» **WHAT IS ASKED**
Copy the part that opens with the line containing "Where can you see the ripple" and closes with the line containing "(1172, 359)". Substitute "mark" for each "dot" and change nothing else.

· · ·

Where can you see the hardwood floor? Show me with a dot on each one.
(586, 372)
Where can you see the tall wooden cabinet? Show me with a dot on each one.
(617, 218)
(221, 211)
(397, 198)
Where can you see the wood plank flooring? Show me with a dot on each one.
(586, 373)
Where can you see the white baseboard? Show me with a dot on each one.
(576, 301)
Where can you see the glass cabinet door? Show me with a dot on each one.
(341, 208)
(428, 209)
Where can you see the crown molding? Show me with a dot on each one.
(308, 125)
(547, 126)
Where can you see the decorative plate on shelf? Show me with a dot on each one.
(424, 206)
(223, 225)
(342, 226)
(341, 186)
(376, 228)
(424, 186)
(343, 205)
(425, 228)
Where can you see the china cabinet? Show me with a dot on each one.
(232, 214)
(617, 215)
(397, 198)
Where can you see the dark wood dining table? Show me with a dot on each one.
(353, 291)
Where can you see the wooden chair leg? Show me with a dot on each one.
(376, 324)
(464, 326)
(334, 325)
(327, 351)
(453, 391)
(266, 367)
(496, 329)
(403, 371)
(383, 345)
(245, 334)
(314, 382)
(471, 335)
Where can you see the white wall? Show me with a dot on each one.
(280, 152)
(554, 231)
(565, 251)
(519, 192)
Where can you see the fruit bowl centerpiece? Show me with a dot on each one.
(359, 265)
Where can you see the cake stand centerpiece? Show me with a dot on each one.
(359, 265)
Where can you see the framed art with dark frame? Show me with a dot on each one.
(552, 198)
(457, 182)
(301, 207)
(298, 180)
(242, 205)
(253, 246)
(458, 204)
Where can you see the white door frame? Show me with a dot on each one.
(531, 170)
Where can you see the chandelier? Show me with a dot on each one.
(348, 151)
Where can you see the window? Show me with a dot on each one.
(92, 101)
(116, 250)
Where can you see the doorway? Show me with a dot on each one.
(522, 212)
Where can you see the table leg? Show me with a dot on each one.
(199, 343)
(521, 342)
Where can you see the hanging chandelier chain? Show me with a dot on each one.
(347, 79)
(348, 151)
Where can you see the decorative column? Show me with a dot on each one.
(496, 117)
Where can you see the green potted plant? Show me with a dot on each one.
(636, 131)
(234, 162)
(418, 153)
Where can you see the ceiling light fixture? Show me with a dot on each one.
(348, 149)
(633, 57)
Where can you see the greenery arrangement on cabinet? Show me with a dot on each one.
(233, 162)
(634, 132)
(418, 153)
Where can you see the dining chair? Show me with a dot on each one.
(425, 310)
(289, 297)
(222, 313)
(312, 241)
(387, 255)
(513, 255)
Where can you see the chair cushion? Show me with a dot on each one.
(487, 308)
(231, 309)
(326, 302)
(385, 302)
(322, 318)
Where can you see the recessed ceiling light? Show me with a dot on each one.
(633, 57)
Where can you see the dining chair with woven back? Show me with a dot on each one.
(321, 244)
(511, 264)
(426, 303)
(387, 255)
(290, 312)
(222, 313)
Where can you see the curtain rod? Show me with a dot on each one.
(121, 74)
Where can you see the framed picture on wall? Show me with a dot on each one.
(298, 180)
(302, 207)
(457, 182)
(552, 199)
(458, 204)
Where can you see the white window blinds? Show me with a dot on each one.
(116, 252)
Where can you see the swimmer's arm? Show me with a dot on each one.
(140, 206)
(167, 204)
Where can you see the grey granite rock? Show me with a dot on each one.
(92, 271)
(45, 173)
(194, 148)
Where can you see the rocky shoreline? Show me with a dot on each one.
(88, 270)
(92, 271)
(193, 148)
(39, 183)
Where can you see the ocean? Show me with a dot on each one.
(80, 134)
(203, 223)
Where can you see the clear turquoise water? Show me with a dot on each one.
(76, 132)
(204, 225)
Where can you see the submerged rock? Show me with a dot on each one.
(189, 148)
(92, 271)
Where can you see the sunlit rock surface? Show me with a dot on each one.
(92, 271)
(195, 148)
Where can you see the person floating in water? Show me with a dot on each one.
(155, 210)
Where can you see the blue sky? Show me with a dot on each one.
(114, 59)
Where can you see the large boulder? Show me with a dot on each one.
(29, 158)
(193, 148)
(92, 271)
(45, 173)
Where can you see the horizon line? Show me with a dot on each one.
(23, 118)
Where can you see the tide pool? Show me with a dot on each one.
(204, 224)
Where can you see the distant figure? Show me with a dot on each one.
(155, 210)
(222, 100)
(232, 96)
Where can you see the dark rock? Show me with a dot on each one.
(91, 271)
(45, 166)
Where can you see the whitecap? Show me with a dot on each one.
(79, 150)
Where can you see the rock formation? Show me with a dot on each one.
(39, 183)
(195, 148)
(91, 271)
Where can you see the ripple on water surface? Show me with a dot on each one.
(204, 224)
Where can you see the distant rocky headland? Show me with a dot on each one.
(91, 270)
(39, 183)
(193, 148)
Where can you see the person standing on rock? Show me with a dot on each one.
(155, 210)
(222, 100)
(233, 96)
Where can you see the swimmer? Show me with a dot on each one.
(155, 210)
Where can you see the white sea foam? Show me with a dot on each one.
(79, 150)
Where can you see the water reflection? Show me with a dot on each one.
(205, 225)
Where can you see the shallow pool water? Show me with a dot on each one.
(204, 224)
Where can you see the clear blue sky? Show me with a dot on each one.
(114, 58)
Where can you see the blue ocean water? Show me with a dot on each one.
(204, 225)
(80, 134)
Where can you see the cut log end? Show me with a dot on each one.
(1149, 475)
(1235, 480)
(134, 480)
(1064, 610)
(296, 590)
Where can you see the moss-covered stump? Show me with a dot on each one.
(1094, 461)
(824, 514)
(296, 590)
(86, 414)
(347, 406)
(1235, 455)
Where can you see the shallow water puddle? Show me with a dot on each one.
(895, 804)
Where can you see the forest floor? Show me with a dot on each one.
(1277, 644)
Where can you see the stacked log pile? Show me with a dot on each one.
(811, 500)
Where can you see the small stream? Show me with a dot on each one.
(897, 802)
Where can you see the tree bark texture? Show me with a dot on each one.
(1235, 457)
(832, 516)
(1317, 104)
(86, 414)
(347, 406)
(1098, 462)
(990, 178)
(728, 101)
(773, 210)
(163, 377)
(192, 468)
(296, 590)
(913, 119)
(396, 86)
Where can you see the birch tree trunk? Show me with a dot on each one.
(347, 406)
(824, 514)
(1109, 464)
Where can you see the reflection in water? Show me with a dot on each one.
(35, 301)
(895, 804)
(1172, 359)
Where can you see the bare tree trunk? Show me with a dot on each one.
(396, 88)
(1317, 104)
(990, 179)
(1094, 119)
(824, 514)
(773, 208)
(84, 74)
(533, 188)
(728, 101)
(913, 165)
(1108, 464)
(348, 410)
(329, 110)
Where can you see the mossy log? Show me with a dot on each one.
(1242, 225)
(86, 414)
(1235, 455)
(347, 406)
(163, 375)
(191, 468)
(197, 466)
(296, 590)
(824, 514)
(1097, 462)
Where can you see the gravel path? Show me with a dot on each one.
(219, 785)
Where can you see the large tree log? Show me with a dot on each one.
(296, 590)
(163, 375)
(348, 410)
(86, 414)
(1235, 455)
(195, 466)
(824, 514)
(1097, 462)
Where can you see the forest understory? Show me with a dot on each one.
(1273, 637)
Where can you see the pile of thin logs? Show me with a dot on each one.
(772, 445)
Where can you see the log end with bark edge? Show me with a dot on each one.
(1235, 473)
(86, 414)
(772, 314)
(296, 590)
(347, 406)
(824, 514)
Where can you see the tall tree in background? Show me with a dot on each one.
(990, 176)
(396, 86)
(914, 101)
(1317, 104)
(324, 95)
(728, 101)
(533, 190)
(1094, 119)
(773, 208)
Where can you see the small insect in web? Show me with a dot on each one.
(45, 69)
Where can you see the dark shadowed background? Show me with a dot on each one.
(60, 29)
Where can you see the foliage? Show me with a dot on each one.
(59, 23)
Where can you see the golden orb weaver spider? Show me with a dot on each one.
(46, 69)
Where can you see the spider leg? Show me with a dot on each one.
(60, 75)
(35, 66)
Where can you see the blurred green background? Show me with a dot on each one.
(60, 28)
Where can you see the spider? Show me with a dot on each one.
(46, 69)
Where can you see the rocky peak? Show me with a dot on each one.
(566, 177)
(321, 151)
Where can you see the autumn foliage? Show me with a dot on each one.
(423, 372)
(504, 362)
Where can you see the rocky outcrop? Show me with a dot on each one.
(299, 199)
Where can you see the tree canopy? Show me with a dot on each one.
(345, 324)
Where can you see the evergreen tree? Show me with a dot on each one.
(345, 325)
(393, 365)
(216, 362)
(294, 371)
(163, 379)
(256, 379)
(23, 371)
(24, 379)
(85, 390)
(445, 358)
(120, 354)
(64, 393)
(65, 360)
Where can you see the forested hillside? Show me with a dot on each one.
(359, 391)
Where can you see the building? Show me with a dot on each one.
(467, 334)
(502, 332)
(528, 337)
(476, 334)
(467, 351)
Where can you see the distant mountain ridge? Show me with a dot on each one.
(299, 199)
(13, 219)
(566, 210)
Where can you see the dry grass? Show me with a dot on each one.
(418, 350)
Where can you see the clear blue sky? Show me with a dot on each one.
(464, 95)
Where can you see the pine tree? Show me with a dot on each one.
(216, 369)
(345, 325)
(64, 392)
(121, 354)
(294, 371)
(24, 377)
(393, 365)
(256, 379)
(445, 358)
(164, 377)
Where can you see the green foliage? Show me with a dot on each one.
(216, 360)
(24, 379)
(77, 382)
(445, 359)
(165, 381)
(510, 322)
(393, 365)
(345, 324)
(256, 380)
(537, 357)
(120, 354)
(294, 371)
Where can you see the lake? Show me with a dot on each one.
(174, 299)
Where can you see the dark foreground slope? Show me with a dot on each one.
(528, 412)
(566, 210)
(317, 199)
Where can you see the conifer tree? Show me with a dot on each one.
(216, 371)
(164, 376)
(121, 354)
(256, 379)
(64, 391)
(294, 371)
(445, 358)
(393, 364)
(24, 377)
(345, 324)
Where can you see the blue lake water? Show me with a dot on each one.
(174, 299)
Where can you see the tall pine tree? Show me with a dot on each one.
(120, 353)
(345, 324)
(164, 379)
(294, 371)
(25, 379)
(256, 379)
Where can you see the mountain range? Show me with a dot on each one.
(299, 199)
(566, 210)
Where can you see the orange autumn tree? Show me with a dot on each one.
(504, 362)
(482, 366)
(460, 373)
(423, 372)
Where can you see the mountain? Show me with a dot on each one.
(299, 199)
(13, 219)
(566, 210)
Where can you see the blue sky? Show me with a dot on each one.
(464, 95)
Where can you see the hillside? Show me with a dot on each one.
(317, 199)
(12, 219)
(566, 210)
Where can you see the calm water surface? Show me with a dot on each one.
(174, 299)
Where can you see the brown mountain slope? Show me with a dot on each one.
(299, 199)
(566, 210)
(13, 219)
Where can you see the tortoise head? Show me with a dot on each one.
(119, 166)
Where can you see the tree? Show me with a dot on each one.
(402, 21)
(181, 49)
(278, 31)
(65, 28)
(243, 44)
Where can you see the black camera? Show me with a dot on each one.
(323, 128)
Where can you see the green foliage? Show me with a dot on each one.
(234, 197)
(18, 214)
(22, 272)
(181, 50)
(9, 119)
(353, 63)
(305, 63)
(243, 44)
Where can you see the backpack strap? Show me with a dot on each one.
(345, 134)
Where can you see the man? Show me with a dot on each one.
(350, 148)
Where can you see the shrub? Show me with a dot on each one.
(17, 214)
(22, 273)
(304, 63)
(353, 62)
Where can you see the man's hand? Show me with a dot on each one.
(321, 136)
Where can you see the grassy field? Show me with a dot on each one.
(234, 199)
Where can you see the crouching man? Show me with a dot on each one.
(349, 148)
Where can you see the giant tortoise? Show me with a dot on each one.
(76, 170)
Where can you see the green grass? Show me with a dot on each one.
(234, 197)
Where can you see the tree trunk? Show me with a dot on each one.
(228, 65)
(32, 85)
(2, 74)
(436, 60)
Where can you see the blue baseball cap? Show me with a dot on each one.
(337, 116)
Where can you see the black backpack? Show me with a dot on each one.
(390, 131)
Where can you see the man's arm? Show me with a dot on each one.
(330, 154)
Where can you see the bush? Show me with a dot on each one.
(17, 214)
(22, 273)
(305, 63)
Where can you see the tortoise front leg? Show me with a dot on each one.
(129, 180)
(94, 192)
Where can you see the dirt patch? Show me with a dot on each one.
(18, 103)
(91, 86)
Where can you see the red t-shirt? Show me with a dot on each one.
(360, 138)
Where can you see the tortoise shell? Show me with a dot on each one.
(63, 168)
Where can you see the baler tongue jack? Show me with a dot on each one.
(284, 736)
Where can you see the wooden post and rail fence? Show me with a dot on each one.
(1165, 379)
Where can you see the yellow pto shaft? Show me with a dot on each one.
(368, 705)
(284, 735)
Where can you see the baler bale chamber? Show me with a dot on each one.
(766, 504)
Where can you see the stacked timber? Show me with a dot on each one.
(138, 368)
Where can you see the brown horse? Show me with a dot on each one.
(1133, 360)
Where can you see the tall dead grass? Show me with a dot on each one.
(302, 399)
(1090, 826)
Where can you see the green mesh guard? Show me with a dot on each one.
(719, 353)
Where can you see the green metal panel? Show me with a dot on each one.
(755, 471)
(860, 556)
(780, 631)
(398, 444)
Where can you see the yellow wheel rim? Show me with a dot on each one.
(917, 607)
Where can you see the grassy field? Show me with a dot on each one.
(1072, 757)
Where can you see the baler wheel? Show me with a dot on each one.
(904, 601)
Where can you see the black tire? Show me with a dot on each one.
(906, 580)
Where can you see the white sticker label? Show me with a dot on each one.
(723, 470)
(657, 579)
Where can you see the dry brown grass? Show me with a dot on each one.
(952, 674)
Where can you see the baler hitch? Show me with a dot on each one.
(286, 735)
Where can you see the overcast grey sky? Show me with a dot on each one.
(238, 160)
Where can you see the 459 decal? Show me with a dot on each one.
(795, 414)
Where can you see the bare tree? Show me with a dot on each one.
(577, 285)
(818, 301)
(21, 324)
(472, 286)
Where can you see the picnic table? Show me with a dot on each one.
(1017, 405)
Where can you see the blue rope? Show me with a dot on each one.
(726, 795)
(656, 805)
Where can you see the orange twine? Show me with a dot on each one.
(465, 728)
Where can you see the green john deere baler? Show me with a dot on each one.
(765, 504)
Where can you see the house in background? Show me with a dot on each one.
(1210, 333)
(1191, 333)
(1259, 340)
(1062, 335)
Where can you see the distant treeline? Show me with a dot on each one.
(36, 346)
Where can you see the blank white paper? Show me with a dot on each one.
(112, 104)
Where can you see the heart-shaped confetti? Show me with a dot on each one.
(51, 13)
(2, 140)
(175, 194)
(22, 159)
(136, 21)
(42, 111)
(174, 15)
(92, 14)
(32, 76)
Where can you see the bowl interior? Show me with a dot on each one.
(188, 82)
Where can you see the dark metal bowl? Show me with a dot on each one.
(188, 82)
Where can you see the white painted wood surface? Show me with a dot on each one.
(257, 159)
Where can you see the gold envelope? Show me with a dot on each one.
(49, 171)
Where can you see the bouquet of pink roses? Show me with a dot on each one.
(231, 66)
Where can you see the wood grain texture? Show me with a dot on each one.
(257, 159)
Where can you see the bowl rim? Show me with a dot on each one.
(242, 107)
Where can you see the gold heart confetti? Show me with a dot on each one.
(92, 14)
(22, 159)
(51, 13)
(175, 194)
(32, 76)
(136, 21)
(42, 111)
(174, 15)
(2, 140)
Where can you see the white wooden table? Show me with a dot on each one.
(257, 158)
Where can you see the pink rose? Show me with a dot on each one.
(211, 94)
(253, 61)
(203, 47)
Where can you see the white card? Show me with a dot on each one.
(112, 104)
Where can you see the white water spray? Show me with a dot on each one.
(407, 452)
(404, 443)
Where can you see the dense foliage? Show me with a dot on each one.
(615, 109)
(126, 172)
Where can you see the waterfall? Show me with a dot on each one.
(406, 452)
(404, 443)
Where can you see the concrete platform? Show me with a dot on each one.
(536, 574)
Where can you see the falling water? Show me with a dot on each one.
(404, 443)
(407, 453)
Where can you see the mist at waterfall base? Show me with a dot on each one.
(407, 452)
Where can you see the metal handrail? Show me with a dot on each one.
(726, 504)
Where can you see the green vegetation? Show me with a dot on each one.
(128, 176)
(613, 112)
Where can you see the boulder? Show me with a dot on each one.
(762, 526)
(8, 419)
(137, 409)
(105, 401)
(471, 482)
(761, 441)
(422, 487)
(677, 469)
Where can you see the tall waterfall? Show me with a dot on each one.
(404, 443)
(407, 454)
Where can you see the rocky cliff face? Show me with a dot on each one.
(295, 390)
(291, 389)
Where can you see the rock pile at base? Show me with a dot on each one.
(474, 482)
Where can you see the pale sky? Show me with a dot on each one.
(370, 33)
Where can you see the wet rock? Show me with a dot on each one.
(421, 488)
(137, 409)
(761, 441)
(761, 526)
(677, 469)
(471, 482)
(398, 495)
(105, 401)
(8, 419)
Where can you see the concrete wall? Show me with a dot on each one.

· · ·

» **FULL OUTPUT**
Where can you see the ripple on water surface? Show me with a mark on each one.
(204, 224)
Where can you see the distant rocky headland? Show me with a mark on each one.
(91, 270)
(39, 183)
(193, 148)
Where can you see the person standing on rock? Show me with a mark on each one.
(155, 210)
(222, 100)
(233, 96)
Where can you see the swimmer? Show me with a mark on each one.
(155, 210)
Where can you see the white sea foam? Show me with a mark on each one.
(79, 150)
Where can you see the water reflection? Show me with a mark on each one.
(205, 225)
Where can you see the shallow pool water? Show me with a mark on each one.
(204, 224)
Where can you see the clear blue sky? Show me with a mark on each one.
(114, 58)
Where can you see the blue ocean water? Show me with a mark on each one.
(204, 225)
(80, 134)
Where can you see the cut log end? Show me with a mark on each one.
(1149, 475)
(1235, 480)
(134, 480)
(1064, 610)
(296, 590)
Where can you see the moss-covered stump? Show me with a mark on each one.
(1094, 461)
(824, 514)
(296, 590)
(86, 414)
(347, 406)
(1235, 455)
Where can you see the shallow water puddle? Show me with a mark on each one.
(895, 804)
Where can you see the forest floor? Show me with a mark on each one.
(1277, 644)
Where can you see the stacked log pile? Show me with a mark on each one.
(811, 500)
Where can you see the small stream? Show me with a mark on each one.
(897, 802)
Where can you see the tree bark texture? Show me with a mark on each one.
(1235, 457)
(832, 516)
(1317, 104)
(86, 414)
(347, 406)
(1098, 462)
(990, 178)
(728, 101)
(773, 210)
(163, 377)
(192, 468)
(296, 590)
(913, 119)
(396, 86)
Where can you see the birch tree trunk? Show me with a mark on each one.
(347, 406)
(824, 514)
(1109, 464)
Where can you see the reflection in water? Show me with a mark on each one.
(35, 301)
(895, 804)
(1172, 359)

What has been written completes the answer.